## [Document segment]
========================

It may well be that as a moral matter, voluntarily paying for a poor person’s health care is a superior use of money than driving a fancy car or taking an expensive vacation. But an individual’s choice to consume rather than donate doesn’t make that individual a murderer, or even a killer. Neither does a congressman’s decision not to compel the individual, by taxing him, to do so. The failure of Democrats to recognize this signals a fundamental confusion.

There’s also a false certainty in the claim that higher taxes for more health insurance will translate into extended lives. Some of the more honest Democrats acknowledge this if one listens to them carefully. Even Sen. Bernie Sanders, for example, in repeating an exaggerated claim that TrumpCare would cause 28,000 unnecessary deaths, conceded, “Nobody, obviously, knows exactly what would happen.”

Obviously.

The “Harvard” study—really more of a blog post by one Harvard professor, two non-Harvard medical students, and two scholars at a liberal think-tank—that Sanders and Clinton cite is more nuanced than they claim. It mentions two studies—”outlier results”—raising doubts about whether insurance coverage translated into better health. It concedes, accurately, “insurance is a necessary but not sufficient factor to receive quality health care.” Ironically, its model for projecting what it calls “excess deaths” is based entirely on extrapolation from “analyses of the Massachusetts health reform.” Again, that is a state-level reform of the sort that might have spread organically and successfully if President Obama and the Democrats in Congress hadn’t decided to impose it nationally.

========================

## [Data excerpts]
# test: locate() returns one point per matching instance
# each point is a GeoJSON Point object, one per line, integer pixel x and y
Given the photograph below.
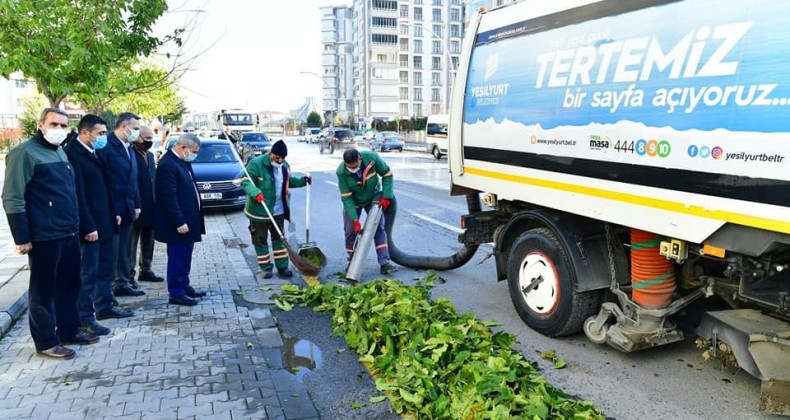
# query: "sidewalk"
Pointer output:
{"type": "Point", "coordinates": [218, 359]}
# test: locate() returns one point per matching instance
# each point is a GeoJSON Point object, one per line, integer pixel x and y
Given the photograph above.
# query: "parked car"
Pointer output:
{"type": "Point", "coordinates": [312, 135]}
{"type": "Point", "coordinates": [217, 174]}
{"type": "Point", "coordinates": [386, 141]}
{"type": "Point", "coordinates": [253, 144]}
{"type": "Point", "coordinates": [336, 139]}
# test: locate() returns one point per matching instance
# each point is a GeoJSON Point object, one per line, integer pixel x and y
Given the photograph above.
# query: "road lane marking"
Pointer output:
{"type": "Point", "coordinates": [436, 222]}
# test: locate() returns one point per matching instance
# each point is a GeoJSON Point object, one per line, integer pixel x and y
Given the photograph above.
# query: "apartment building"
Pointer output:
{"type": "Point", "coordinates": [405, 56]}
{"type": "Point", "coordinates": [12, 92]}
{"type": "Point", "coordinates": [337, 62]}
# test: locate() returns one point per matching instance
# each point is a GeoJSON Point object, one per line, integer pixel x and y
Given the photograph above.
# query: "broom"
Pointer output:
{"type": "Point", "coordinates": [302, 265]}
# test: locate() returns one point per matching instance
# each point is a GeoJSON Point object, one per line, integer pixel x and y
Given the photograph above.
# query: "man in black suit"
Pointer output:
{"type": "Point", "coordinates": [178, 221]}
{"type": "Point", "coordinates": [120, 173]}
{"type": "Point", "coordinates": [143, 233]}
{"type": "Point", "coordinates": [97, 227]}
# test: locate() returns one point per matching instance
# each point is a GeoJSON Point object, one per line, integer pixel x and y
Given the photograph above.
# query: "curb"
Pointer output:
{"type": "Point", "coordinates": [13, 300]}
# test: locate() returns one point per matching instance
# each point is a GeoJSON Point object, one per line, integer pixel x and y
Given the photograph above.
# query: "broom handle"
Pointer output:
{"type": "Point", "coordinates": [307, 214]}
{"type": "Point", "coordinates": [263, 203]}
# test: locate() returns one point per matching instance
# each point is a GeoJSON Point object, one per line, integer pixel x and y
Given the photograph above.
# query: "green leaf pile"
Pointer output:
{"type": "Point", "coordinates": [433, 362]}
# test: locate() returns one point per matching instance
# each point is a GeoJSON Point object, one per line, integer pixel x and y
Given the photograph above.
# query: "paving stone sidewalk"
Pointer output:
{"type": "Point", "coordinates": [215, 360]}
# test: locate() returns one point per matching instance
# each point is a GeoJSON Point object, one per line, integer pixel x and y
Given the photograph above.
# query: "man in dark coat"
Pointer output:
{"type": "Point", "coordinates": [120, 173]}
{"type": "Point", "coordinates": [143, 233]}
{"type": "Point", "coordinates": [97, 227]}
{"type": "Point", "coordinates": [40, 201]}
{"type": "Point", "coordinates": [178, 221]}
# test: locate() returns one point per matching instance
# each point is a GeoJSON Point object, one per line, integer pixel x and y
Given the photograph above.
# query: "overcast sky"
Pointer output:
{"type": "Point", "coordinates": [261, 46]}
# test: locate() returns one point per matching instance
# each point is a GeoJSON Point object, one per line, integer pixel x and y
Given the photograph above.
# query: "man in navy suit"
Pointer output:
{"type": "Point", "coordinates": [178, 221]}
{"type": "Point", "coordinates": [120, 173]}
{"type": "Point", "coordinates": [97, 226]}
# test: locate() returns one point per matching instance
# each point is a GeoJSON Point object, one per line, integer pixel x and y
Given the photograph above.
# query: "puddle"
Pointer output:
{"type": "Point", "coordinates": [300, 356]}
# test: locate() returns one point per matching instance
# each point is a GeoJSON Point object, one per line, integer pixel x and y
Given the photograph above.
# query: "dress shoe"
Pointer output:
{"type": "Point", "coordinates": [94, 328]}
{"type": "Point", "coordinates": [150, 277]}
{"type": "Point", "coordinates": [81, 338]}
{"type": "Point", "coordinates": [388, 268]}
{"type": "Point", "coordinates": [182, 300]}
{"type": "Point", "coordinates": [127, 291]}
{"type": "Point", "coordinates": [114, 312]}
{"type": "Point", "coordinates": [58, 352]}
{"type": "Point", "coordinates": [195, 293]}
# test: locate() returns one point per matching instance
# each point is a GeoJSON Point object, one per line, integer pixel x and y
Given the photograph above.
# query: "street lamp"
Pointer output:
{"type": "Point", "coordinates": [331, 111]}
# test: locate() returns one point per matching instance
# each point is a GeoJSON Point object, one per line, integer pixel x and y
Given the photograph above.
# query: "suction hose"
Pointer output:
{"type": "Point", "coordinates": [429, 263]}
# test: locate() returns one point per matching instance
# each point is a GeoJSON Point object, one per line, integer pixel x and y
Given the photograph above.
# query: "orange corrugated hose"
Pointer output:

========================

## [What you need to do]
a) Answer these questions using the health care passage:
(i) How many unnecessary deaths did Sanders repeat that TrumpCare would cause?
(ii) Who wrote the "Harvard" study?
(iii) What is the study's model for projecting "excess deaths" based on?
b) Write the next part of the health care passage, starting after its last sentence.
These rows were taken from a different source than the health care passage.

## [Numbered answers]
a)
(i) 28,000.
(ii) One Harvard professor, two non-Harvard medical students, and two scholars at a liberal think-tank.
(iii) Extrapolation from analyses of the Massachusetts health reform.

b)
Democratic accusations about additional deaths are often made without any price tag attached. Assume, for the moment, that Democrats are right that money should be taken away from higher earners and redistributed instead for the purpose of extending life-years or improving health.

There’s a whole universe of possible interventions other than subsidizing heath insurance or Medicaid. Auto-ignition breathalyzers to prevent drunk-driving accidents, a nationwide 55-mile-an-hour speed limit with aggressive enforcement, disabling texting from cellphones in moving cars, some sort of intervention in Syria—all might, at least potentially, save more lives at a lower cost.

Failing to enact these measures doesn’t make politicians murderers, or even the moral equivalent of murderers. It’s just a political difference of opinion.